Monday, May 20, 2013

Guestpost: Howard Burton - "Justified Optimism"

[Howard Burton, founding director of Perimeter Institute, has a new project, Ideas Roadshow, a weekly magazine dedicated to ideas of all types and shapes. Rather than having the declared aim of spreading fractured pieces with little content, the Ideas Roadshow is for those who are looking for content, and who want to know more than the catchy phrases. The magazine will be published in text and as video (streaming and downloadable).]

A fairly common reaction when I tell people what I’m doing now with Ideas Roadshow is a quizzical raising of the eyebrows followed by a wry little smile.

“Well, good luck,” they say sceptically. I certainly think that’s needed right now. But you know Howard, the internet is not exactly about substance. We live in a sound bite world. How do you think you’re going to make money from this? Who is going to watch it?”

So one of the few benefits about careening into advanced middle age is that I’ve witnessed enough by now to recognize that any references to recent golden ages are wildly exaggerated. I don’t remember being brought up in a world awash in substantive, measured discussions of the latest issues in neuroscience or public policy. My high school experience didn’t consist of teachers having to forcibly detach kids from their iPhones, but there was no shortage of ways for us to waste our hours and avoid doing what we were supposed to: Donkey Kong manages to kill time just as well as Angry Birds.

That’s not to say that, by some objective measure, things aren’t getting worse. In some ways they certainly are.

It’s true that newspapers almost everywhere are in deep financial trouble and those that have managed to stay afloat are devoting increasingly less of their time and resources towards long-form analysis and more for mindless knee-jerk responses to the ever-increasing amount of “breaking news”.

But it’s also true that there are now far more effective and salubrious ways for a young ambitious musician to gain a popular audience than by being forced to cavort with sleazy record executives.

Technology, of course, is but a tool. That is so obvious as to border on the cliché. But that doesn’t mean that the message doesn’t sometimes get overlooked.

## Set task 1
Can you write out the stretch of the guest post from "But it’s also" through "sleazy record executives.", word for word?

Records from a point-labeling set:
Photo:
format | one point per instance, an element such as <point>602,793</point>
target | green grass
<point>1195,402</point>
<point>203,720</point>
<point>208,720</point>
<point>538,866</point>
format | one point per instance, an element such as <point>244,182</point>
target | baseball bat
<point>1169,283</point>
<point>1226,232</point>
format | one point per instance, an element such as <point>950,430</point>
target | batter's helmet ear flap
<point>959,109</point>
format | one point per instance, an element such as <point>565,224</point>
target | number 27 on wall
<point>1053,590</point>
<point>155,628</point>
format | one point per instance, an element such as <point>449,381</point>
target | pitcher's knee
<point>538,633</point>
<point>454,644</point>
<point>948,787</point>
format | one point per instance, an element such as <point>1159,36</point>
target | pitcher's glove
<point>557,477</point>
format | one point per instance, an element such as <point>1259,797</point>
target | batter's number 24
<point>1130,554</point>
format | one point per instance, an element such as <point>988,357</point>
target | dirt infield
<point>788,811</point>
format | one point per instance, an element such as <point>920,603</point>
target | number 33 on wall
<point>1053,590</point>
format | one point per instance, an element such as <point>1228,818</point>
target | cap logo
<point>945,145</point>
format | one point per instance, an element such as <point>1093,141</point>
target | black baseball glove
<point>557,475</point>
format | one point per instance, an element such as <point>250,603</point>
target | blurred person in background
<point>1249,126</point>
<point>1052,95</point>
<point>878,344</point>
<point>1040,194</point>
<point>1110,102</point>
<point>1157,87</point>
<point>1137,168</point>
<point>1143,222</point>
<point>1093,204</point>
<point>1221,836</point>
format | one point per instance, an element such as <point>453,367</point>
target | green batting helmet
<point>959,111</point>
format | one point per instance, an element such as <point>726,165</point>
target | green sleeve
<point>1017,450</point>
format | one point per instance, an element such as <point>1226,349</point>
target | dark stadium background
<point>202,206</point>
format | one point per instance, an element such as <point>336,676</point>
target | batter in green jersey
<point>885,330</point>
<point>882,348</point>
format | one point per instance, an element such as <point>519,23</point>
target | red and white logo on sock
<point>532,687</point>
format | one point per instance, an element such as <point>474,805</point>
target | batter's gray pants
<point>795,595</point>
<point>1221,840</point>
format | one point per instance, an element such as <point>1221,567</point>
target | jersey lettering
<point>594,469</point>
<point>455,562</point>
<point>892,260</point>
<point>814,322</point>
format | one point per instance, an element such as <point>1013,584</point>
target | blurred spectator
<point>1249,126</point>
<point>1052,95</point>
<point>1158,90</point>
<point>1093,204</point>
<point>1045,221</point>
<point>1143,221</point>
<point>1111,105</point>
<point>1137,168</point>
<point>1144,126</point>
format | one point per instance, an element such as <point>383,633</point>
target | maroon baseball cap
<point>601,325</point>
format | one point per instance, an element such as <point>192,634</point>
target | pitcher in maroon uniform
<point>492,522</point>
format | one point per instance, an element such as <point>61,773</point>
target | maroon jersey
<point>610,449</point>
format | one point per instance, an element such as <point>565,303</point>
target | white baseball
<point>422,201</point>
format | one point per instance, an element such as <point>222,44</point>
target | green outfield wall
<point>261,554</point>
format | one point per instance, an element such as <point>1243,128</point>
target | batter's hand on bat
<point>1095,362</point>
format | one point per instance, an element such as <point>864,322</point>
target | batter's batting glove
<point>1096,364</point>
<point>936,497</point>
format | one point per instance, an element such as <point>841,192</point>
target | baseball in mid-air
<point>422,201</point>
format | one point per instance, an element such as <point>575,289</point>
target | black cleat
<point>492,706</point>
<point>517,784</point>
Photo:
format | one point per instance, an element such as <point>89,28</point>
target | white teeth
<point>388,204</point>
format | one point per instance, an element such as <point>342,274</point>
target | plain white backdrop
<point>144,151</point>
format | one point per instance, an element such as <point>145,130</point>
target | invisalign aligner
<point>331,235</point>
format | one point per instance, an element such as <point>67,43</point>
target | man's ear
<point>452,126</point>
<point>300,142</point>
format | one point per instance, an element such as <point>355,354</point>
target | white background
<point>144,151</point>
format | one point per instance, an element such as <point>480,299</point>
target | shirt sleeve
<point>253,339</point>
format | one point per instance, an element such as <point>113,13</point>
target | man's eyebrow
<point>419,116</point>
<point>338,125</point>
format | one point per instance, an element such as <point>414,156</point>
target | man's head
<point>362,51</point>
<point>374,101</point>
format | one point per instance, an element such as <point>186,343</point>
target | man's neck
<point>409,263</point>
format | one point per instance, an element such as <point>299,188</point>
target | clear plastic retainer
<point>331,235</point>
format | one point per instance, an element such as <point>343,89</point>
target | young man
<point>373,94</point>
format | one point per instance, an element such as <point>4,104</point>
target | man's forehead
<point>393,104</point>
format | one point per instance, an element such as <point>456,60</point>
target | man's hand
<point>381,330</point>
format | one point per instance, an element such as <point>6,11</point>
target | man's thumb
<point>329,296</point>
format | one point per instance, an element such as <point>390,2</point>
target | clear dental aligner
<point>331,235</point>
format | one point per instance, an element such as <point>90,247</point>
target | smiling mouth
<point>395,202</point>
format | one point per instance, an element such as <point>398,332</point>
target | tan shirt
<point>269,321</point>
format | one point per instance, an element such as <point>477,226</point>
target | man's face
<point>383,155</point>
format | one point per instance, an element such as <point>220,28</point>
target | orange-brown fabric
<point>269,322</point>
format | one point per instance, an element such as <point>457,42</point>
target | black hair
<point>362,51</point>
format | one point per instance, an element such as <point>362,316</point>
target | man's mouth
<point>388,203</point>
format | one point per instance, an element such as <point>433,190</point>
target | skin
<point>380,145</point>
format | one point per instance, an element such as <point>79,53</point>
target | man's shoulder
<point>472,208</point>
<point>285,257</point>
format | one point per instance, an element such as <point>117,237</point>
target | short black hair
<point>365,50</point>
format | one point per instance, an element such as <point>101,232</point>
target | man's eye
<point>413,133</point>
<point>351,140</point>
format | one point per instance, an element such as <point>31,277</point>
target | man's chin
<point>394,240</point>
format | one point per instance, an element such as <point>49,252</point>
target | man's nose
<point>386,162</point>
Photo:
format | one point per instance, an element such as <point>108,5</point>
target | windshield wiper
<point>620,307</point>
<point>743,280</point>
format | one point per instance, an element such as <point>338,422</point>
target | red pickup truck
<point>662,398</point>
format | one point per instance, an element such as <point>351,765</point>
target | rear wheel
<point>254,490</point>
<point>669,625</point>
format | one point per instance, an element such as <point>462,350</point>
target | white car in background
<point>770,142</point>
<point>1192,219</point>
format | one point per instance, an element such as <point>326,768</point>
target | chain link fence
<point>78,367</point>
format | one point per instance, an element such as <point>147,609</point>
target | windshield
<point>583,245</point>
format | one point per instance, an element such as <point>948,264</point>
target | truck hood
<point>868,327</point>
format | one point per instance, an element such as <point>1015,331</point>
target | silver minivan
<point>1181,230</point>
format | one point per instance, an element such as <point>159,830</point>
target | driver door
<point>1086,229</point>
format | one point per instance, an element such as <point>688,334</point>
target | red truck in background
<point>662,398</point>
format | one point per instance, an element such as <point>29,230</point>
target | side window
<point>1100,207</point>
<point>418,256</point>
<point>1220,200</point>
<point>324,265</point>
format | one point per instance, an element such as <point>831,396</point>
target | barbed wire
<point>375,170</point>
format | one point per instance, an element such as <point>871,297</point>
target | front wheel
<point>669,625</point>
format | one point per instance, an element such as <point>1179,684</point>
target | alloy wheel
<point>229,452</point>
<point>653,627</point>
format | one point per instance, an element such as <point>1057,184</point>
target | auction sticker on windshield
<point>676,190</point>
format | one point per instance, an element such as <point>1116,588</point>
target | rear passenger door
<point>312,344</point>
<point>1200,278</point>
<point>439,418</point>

## Set task 2
How many lines in the listing contain the string "rear"? Reply with the number only.

## Written answer 1
But it’s also true that there are now far more effective and salubrious ways for a young ambitious musician to gain a popular audience than by being forced to cavort with sleazy record executives.

## Written answer 2
2